What you should do:
Copy the rows below verbatim, from the first line up to and including the line containing "188, 340, 212]]".

#####

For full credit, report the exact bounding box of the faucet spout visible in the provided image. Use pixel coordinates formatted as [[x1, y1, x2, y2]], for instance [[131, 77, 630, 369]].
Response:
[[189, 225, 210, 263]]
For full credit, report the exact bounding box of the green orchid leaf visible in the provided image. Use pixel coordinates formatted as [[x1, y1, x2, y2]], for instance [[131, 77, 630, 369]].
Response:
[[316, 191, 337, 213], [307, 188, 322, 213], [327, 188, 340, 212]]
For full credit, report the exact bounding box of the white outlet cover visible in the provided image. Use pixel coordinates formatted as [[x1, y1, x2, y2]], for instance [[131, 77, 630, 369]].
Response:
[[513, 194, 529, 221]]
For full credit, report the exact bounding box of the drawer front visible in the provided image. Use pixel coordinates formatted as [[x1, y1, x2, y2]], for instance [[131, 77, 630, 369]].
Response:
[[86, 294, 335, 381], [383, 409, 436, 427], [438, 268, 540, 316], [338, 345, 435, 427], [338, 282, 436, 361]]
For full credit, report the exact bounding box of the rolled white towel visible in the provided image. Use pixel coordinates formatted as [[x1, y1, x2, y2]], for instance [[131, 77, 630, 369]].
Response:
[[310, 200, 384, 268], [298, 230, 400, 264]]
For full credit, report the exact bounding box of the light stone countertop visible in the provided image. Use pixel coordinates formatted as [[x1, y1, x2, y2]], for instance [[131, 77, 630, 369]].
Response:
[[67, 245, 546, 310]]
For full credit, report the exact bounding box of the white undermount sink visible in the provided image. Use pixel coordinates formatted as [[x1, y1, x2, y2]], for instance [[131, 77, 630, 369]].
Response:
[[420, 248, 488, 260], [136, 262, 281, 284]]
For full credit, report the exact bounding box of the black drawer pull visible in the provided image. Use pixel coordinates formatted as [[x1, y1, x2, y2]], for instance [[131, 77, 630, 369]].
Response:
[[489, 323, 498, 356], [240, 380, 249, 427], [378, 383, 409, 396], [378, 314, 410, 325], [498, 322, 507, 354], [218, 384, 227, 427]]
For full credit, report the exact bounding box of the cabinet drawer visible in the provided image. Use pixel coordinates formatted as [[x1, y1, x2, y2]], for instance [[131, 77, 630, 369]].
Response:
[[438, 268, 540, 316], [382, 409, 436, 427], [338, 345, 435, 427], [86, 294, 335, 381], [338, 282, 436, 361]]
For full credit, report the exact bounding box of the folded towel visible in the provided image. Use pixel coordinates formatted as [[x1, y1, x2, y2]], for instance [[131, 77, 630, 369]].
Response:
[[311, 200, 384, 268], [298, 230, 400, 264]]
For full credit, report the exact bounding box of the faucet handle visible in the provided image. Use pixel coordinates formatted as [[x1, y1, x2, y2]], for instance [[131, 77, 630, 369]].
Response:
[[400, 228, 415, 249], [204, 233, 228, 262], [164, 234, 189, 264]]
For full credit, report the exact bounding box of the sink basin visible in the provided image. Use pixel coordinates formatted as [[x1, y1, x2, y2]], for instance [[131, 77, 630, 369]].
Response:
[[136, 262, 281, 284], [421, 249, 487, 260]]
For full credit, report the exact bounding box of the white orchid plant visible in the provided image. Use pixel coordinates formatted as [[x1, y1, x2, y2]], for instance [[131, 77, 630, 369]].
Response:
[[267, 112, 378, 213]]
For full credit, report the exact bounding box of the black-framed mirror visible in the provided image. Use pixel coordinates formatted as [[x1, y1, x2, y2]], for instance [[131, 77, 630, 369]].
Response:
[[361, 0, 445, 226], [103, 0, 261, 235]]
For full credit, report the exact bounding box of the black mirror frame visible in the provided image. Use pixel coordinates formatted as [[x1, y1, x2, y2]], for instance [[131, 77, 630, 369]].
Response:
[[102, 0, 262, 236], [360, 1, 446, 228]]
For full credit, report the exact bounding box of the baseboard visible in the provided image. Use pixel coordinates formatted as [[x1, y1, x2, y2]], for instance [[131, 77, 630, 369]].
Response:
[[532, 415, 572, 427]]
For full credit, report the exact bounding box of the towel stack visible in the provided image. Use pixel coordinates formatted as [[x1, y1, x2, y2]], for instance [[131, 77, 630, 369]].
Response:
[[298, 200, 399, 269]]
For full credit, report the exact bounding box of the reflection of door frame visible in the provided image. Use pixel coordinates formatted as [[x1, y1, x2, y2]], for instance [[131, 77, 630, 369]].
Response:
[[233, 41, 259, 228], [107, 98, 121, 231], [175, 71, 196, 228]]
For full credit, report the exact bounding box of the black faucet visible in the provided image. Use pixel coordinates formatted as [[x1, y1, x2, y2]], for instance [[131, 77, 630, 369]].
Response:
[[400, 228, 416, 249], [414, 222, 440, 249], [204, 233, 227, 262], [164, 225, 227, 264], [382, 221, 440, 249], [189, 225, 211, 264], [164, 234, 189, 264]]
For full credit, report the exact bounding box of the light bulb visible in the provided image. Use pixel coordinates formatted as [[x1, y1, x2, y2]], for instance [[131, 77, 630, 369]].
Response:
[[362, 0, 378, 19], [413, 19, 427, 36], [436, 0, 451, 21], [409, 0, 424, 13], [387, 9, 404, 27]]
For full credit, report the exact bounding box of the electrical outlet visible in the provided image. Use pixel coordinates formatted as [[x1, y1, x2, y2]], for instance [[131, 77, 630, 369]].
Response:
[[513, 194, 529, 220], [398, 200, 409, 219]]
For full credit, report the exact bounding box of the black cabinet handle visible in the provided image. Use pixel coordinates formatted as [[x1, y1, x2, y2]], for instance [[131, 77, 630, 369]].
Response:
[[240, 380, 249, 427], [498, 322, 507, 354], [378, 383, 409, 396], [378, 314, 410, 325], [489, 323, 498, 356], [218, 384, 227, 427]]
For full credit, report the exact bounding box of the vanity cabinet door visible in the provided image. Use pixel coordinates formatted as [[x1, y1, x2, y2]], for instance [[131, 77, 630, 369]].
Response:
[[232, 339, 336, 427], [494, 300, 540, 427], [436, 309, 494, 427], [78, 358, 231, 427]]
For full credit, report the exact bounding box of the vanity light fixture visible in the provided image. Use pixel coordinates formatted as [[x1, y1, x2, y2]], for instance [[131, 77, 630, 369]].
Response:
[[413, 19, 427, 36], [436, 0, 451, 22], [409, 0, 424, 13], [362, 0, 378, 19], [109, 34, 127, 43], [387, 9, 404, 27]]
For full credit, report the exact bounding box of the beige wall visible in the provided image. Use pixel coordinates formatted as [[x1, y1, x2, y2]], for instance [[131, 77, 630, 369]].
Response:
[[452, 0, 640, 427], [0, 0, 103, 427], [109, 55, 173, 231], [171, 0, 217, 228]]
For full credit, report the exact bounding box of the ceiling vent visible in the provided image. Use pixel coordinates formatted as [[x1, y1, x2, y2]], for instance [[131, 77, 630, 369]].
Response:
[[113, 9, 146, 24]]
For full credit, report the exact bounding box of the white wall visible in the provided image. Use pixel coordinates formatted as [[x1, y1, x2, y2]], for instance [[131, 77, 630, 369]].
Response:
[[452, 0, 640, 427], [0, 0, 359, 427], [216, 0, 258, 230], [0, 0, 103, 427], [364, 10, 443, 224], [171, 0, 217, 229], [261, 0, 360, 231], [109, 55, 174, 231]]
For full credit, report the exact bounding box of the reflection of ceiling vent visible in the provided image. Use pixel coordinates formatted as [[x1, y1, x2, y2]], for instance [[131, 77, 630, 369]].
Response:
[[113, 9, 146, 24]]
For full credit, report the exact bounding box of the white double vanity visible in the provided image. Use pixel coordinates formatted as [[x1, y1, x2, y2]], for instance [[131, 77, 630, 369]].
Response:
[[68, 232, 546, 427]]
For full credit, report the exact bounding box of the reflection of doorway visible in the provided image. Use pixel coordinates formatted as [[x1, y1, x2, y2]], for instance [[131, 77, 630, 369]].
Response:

#####

Exercise answer:
For full credit, report the exact bounding box of the faucet spout visible in the provided image. Use pixel coordinates formatted as [[x1, y1, x2, y2]], for instance [[131, 77, 630, 369]].
Response:
[[189, 225, 210, 263]]
For full credit, report the exact bounding box of the green orchid leaf visible in the provided image. Use pixel coordinates formatted as [[x1, y1, x2, y2]], for instance [[131, 77, 630, 369]].
Response:
[[316, 191, 337, 213], [307, 188, 322, 213], [327, 188, 340, 212]]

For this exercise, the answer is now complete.